** Opening Data for the task block **
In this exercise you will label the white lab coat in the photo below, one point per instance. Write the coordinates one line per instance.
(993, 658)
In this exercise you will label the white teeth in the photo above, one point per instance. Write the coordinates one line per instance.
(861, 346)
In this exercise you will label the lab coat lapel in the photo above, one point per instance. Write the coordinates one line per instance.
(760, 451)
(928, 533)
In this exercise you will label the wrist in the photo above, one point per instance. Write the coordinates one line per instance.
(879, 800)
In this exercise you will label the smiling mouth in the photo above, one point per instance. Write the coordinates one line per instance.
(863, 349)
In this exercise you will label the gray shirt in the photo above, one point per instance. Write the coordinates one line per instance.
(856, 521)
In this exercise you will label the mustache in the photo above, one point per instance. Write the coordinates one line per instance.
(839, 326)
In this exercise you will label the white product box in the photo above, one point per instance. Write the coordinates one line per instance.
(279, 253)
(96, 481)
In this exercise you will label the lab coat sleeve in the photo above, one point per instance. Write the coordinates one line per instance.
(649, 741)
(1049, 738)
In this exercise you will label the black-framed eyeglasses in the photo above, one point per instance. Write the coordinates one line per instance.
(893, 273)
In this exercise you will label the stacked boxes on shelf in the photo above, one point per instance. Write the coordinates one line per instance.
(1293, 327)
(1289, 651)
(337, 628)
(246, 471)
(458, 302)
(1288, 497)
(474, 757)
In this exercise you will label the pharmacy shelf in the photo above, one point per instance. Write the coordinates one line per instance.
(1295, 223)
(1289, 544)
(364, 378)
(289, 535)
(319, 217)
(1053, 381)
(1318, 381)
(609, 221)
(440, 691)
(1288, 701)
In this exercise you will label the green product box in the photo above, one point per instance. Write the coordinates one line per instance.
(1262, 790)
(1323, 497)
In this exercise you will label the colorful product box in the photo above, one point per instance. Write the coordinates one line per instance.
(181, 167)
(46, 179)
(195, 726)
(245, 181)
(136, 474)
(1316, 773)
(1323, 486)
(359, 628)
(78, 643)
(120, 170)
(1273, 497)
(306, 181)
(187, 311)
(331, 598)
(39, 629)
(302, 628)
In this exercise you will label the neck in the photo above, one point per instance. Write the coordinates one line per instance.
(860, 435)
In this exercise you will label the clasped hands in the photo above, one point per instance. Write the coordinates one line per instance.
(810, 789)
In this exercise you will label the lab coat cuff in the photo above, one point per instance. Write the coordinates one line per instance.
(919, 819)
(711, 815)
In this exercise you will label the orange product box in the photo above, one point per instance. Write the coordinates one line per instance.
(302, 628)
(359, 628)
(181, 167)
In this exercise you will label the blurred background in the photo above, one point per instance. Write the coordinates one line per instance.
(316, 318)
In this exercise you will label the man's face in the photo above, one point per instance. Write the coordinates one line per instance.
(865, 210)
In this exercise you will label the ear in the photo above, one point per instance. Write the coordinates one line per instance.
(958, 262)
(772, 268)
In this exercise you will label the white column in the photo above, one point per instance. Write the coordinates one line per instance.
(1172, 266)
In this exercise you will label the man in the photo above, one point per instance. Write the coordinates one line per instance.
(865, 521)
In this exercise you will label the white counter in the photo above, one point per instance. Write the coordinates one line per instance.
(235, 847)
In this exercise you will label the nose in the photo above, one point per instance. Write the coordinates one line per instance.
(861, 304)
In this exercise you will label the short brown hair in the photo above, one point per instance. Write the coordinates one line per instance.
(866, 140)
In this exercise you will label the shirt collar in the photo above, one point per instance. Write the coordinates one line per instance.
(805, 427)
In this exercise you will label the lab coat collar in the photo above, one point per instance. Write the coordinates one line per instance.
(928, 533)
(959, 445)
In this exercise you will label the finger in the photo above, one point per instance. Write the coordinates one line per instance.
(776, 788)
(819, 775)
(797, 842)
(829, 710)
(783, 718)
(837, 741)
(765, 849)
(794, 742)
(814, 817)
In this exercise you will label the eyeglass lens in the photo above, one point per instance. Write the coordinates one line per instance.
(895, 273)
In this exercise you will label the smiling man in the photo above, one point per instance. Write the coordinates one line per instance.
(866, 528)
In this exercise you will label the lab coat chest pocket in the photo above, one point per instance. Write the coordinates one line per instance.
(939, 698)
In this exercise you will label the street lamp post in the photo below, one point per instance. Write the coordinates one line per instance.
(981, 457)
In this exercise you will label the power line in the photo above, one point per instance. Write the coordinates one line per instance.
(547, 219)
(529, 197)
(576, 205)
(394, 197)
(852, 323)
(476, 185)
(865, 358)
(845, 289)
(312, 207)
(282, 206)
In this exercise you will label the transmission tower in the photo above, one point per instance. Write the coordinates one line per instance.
** Closing Data for the task block **
** Opening Data for the task block **
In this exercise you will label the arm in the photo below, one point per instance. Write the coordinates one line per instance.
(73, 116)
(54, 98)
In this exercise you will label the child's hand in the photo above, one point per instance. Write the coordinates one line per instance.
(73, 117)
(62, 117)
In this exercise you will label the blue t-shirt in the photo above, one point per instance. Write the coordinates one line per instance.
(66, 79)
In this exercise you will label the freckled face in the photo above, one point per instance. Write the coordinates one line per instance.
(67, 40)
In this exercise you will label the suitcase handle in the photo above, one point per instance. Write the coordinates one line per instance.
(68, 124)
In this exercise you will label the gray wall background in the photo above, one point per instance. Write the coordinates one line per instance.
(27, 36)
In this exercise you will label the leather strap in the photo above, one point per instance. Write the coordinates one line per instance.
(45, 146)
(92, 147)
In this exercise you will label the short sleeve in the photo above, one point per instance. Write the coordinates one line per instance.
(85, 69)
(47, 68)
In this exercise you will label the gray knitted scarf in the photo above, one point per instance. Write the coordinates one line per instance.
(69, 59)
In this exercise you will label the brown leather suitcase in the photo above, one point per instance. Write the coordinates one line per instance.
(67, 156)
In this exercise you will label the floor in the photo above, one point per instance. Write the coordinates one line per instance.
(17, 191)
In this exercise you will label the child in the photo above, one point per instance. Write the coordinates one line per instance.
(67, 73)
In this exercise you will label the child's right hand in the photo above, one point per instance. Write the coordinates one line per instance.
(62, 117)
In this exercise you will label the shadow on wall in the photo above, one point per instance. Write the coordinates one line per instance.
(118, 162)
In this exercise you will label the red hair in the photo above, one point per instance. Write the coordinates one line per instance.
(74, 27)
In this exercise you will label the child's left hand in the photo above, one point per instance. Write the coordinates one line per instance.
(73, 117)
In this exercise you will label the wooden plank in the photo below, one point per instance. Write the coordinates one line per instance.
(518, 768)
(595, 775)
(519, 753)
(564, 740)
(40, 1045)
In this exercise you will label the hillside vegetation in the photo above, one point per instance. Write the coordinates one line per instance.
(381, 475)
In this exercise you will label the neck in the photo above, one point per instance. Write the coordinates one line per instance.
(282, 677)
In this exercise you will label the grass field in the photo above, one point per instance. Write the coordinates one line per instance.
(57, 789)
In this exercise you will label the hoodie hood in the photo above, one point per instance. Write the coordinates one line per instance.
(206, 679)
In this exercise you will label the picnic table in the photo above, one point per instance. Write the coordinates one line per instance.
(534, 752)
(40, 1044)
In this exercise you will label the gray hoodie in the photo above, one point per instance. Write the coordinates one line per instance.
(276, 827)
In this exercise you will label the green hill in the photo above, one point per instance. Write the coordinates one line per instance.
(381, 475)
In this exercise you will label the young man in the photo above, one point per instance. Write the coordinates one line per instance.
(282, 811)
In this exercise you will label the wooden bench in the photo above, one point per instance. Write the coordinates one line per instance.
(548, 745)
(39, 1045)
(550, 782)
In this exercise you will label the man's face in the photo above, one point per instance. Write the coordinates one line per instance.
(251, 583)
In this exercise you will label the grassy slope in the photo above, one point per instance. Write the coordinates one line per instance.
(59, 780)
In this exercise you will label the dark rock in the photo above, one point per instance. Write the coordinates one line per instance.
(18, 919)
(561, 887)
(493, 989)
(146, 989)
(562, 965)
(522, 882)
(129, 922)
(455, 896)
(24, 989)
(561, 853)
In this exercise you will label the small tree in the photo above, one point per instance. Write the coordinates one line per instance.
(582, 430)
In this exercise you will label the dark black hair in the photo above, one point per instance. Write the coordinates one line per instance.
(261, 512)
** Closing Data for the task block **
Prompt - Out of the data above, set down the lines from the one with "In this exercise you will label the lab coat collar" to the one with "In this exercise you will label the transmission", both included, exactly as written and with no additions.

Written answer -
In this exercise you will label the lab coat collar in the photo above, one point per instance. Write the coordinates one line per instance.
(928, 533)
(959, 445)
In this exercise you will label the finger in the photo above, one point per instance. Write the coordinates one line per instance.
(776, 788)
(819, 775)
(797, 842)
(829, 710)
(783, 718)
(837, 741)
(765, 849)
(794, 742)
(814, 817)
In this exercise you will label the eyeglass lens in the photo above, one point per instance. Write the coordinates one line per instance.
(895, 273)
In this exercise you will label the smiling man in the photo above, one point per instance. Write the coordinates one line per instance.
(866, 528)
In this exercise you will label the lab coat chest pocket in the photo above, one point per instance. Write the coordinates one line per instance.
(939, 698)
In this exercise you will label the street lamp post in the photo below, one point per instance. Write the coordinates one line per instance.
(981, 457)
In this exercise you will label the power line in the photo above, one point per instance. Write the coordinates one line per instance.
(547, 219)
(529, 197)
(576, 205)
(394, 197)
(852, 323)
(476, 185)
(865, 358)
(845, 289)
(312, 207)
(282, 206)
In this exercise you will label the transmission tower in the photo above, one point per instance. Write the coordinates one line per instance.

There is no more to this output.